** Records provided follows **

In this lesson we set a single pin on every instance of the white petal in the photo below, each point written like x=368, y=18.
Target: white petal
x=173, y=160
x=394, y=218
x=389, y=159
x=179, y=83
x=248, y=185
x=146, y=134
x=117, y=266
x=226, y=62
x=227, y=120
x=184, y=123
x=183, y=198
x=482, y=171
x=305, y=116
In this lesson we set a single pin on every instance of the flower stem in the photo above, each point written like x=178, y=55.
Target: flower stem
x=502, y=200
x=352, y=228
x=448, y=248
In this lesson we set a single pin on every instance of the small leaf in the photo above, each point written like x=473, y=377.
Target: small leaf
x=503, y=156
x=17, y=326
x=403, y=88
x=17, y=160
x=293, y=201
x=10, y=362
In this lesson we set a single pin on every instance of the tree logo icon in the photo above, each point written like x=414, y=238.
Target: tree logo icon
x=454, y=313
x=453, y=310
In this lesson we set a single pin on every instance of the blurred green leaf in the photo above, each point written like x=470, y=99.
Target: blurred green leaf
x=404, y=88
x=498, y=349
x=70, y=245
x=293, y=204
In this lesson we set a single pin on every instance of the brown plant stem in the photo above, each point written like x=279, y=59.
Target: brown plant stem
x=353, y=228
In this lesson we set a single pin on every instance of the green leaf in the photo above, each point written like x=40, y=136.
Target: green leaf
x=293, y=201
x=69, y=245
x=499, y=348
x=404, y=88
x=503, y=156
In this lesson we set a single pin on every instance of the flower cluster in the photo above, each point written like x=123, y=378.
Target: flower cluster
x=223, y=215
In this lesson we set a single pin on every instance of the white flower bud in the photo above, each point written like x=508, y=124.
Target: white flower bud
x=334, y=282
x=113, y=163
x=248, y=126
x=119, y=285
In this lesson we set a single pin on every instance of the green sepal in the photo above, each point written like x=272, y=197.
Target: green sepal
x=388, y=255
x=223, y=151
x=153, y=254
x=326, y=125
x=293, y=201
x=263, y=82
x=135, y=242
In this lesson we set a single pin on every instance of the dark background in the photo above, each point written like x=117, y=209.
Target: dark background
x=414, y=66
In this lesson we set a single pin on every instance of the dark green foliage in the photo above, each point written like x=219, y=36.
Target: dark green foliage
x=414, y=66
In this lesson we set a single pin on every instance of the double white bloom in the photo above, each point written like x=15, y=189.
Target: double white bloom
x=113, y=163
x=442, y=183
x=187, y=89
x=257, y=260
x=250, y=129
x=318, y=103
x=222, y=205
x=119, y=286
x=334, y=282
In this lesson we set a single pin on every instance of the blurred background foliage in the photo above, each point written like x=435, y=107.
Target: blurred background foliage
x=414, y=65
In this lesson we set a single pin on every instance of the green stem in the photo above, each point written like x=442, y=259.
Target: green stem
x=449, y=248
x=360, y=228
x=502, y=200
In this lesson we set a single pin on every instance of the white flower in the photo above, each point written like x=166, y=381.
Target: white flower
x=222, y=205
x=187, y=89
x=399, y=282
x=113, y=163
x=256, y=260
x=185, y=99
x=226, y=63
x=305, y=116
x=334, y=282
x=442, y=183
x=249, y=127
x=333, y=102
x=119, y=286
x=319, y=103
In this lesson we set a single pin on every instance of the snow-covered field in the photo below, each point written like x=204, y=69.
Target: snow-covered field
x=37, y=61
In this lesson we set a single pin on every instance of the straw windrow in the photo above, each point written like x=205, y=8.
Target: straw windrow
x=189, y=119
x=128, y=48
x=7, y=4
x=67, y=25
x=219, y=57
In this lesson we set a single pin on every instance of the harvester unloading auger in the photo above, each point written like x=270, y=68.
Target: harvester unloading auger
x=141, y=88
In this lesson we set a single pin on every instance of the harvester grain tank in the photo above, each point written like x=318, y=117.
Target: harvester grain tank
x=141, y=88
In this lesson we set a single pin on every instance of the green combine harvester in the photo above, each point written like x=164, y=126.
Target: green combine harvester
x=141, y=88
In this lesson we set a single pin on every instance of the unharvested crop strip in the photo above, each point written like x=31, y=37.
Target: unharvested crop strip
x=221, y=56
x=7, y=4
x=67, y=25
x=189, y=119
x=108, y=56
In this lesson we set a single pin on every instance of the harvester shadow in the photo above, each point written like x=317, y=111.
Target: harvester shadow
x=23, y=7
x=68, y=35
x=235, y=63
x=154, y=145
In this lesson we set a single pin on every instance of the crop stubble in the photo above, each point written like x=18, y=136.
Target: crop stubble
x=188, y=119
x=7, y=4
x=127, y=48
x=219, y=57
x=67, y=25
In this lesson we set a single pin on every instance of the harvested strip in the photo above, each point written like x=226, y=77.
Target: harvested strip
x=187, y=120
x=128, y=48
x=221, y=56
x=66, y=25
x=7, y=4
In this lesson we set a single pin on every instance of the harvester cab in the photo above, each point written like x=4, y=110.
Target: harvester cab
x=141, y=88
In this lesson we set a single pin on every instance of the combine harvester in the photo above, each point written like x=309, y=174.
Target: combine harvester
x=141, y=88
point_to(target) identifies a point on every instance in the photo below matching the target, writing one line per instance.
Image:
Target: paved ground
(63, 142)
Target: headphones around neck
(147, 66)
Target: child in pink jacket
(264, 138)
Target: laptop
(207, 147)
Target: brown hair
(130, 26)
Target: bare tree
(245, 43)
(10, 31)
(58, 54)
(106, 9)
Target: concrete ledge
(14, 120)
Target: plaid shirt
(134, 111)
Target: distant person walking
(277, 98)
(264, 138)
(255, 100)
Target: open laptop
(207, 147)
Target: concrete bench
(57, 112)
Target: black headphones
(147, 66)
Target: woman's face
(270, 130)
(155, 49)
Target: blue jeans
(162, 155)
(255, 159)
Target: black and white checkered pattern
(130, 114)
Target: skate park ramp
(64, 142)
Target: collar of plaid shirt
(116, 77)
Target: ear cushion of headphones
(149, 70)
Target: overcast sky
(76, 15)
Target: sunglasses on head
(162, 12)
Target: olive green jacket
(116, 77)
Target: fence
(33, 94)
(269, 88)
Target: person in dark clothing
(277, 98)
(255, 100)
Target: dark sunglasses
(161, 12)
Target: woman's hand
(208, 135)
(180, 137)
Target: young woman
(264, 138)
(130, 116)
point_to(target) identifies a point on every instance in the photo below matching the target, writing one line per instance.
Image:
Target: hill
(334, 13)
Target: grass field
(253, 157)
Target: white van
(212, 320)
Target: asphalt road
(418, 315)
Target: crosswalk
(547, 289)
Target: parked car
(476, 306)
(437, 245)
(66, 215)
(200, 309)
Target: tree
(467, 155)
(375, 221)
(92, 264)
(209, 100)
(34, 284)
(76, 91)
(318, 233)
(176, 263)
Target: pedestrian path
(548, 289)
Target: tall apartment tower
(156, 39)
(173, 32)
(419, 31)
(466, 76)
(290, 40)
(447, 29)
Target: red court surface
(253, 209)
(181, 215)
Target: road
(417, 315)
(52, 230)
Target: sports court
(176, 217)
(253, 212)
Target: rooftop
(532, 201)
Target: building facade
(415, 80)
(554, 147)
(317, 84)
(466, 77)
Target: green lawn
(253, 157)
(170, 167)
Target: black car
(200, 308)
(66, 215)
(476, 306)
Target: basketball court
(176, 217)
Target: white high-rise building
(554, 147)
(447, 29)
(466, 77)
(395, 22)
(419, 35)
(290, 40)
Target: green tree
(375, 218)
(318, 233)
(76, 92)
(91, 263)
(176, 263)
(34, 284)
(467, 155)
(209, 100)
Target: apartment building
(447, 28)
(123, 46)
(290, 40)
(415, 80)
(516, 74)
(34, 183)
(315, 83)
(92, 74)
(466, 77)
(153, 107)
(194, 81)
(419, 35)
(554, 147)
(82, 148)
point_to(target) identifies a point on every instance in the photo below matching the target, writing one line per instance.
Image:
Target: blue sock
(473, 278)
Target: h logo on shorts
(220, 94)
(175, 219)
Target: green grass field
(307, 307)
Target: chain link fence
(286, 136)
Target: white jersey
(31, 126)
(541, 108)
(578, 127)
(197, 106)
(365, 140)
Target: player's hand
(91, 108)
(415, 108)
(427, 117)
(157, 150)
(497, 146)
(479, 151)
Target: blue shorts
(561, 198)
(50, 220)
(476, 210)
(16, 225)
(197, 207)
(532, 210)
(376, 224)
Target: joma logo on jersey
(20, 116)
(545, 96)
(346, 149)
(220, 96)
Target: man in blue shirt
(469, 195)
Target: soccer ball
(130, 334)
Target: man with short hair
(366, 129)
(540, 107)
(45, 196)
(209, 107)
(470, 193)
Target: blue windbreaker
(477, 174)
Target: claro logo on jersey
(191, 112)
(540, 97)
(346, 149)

** End of Records provided **

What the task asks =
Copy every line of the records above, starting with the first, up to and including the line containing "like x=272, y=197.".

Written solution =
In this lesson we set a single pin on every instance of the white petal in the photo below, each point written like x=368, y=18.
Target: white petal
x=173, y=160
x=394, y=218
x=389, y=159
x=179, y=83
x=248, y=185
x=146, y=134
x=117, y=266
x=226, y=62
x=227, y=120
x=184, y=123
x=183, y=198
x=482, y=171
x=305, y=116
In this lesson we set a single pin on every instance of the flower stem in the photo above, each point written like x=178, y=55.
Target: flower stem
x=502, y=200
x=352, y=228
x=448, y=248
In this lesson we set a single pin on every instance of the small leaf in the photo above, each point written like x=473, y=377.
Target: small leaf
x=503, y=156
x=17, y=326
x=403, y=88
x=17, y=160
x=293, y=201
x=10, y=362
In this lesson we set a single pin on every instance of the tree logo icon in the photo above, each point written like x=414, y=238.
Target: tree logo icon
x=454, y=313
x=453, y=310
In this lesson we set a single pin on every instance of the blurred green leaf in the photo above, each point written like x=470, y=99.
Target: blurred green leaf
x=404, y=88
x=498, y=349
x=70, y=245
x=293, y=204
In this lesson we set a single pin on every instance of the brown plant stem in the photo above, each point written like x=279, y=59.
Target: brown plant stem
x=353, y=228
In this lesson we set a single pin on every instance of the green leaf in the photo above, each point written like x=40, y=136.
Target: green leaf
x=293, y=201
x=69, y=245
x=499, y=348
x=404, y=88
x=503, y=156
In this lesson we set a single pin on every instance of the flower cluster in the photo above, each point written like x=123, y=378.
Target: flower cluster
x=223, y=215
In this lesson we set a single pin on every instance of the white flower bud in the photo above, each point written like x=508, y=124.
Target: white flower bud
x=334, y=282
x=113, y=163
x=248, y=126
x=119, y=285
In this lesson we set a single pin on every instance of the green sepal in the photo above, each point written like x=272, y=197.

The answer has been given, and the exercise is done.